▼
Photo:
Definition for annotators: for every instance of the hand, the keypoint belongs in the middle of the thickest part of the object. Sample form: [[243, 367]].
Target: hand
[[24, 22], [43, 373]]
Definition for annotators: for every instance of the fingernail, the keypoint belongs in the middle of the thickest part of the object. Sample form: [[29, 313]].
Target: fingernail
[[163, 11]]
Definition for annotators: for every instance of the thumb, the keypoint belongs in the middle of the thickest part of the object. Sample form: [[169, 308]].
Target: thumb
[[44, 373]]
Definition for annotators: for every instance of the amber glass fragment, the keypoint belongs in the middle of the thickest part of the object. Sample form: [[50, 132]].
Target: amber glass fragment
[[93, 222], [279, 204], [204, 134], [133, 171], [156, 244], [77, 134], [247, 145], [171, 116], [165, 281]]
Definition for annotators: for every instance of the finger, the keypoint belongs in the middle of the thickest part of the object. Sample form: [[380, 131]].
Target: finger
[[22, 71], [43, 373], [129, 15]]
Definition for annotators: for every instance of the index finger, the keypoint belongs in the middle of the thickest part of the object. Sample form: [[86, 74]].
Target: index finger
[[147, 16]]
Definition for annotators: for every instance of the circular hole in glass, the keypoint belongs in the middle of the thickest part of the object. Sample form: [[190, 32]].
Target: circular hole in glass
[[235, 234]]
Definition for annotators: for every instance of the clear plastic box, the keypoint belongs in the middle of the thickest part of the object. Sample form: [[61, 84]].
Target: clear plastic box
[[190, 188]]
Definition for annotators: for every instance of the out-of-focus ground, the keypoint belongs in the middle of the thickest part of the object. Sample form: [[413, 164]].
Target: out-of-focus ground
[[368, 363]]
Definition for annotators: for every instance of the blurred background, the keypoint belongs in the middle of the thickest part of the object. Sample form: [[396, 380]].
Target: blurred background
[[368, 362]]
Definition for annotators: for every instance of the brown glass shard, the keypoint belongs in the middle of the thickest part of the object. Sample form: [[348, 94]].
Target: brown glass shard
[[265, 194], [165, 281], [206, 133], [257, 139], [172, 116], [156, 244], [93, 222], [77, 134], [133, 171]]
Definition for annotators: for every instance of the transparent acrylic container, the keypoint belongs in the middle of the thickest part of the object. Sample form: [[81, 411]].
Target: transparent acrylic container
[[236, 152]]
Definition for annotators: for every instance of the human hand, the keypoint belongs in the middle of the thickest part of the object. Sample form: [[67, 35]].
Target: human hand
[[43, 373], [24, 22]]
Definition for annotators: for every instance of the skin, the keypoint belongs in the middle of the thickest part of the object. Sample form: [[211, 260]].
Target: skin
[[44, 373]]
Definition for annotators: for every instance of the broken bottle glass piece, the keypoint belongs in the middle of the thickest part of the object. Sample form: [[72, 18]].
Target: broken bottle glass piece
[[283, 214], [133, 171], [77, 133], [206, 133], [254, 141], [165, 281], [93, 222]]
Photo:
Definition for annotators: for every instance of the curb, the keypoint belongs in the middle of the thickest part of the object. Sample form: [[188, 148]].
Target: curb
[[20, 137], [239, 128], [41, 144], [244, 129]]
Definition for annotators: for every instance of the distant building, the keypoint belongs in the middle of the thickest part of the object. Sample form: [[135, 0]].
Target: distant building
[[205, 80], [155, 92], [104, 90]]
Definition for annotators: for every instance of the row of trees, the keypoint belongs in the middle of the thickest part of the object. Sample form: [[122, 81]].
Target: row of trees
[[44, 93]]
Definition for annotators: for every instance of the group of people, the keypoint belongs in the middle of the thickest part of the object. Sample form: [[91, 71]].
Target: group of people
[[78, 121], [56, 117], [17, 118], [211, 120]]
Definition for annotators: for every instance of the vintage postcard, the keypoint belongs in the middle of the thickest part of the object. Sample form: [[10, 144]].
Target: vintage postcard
▲
Repeat the entire listing above word for word, from its first line to its last.

Photo:
Definition for annotators: for every instance of the hand, the keypoint belongs in the middle of the thickest part of the object. Sample form: [[243, 367]].
Target: hand
[[24, 22], [43, 373]]
Definition for annotators: for every instance of the fingernail, the keypoint belongs in the middle of the thickest part of the object. Sample form: [[29, 313]].
Target: fingernail
[[163, 11]]
Definition for annotators: for every instance of the thumb, the keypoint belongs in the middle of the thickest part of the object. Sample form: [[169, 308]].
Target: thumb
[[44, 373]]
Definition for annotators: for every instance of the amber glass fragment, the keypoint belongs in the middle of the thickest part of the object. Sample form: [[50, 132]].
Target: amber glass fragment
[[93, 222], [279, 204], [204, 134], [133, 171], [156, 244], [77, 134], [247, 145], [171, 116], [165, 281]]
Definition for annotators: for every instance of the finger, the keypoint belongs in the middle of the thickest part of the object. Sample form: [[380, 131]].
Target: finger
[[22, 71], [43, 373], [129, 15]]
Definition for annotators: for every instance of the index finger, the keypoint belongs in the middle of the thickest part of the object. Sample form: [[86, 74]].
Target: index finger
[[147, 16]]
Definition for annotators: for every instance of the circular hole in glass, the keypoint belongs in the middle of the thickest part of the object. Sample form: [[190, 32]].
Target: circular hole in glass
[[235, 234]]
Definition for annotators: for every instance of the clear plastic box, the keypoint belongs in the middle of the thickest part of the object. Sample form: [[61, 84]].
Target: clear plastic box
[[190, 188]]
Definition for annotators: for every instance of the out-of-focus ground, the keypoint belongs in the middle of the thickest part of the object. Sample form: [[413, 164]].
Target: out-of-focus ground
[[368, 363]]
Definition for annotators: for every instance of the blurred background, the keypoint belongs in the middle of the thickest part of the object. Sample form: [[396, 380]].
Target: blurred background
[[368, 362]]
Definition for annotators: for every instance of the brown glass shard, the keypoint belongs in the middle of the thickest part of the object. Sample form: [[348, 94]].
Target: brown glass shard
[[265, 194], [165, 281], [206, 133], [257, 139], [172, 116], [156, 244], [93, 222], [77, 134], [133, 171]]
Definition for annotators: for every instance of the transparent acrylic container, the keypoint belongs in the middle of the thickest part of the object. Sample form: [[81, 411]].
Target: transparent acrylic container
[[236, 152]]
Definition for annotators: for every instance of the human hand, the keypoint belongs in the middle of the thickest part of the object. Sample form: [[67, 35]].
Target: human hand
[[43, 373], [24, 22]]
Definition for annotators: for every instance of the skin, the keypoint belongs in the middle of the thickest part of the object. Sample form: [[211, 260]].
Target: skin
[[44, 373]]
Definition for annotators: for every instance of the broken bottle glass piece, the keypoint belongs in the middle of the thickest part of the object. Sample form: [[72, 18]].
Target: broken bottle glass piece
[[283, 214], [133, 171], [77, 133], [206, 133], [254, 141], [165, 281], [93, 222]]
Photo:
Definition for annotators: for every instance of the curb, the keypoint belongs in the middle of the thickest part of the object. Sample form: [[188, 148]].
Target: curb
[[20, 137], [239, 128], [41, 144], [244, 129]]
Definition for annotators: for every instance of the distant building, the keypoint belongs in the middle of the thickest part of the object. Sample form: [[135, 0]].
Target: distant building
[[205, 80], [155, 92], [104, 90]]
Definition for annotators: for every instance of the row of trees, the keypoint belongs in the middle of the thickest part of the object. Sample form: [[122, 81]].
Target: row of trees
[[44, 93]]
Definition for annotators: for every instance of the group of people, the keypoint belongs in the middle of the thickest part of the object. Sample form: [[91, 71]].
Target: group of people
[[78, 121], [56, 117], [17, 118], [211, 120]]
Definition for annotators: for every instance of the vintage postcard, the keypoint belongs in the middle of the thickest part of the object. Sample form: [[10, 144]].
Target: vintage postcard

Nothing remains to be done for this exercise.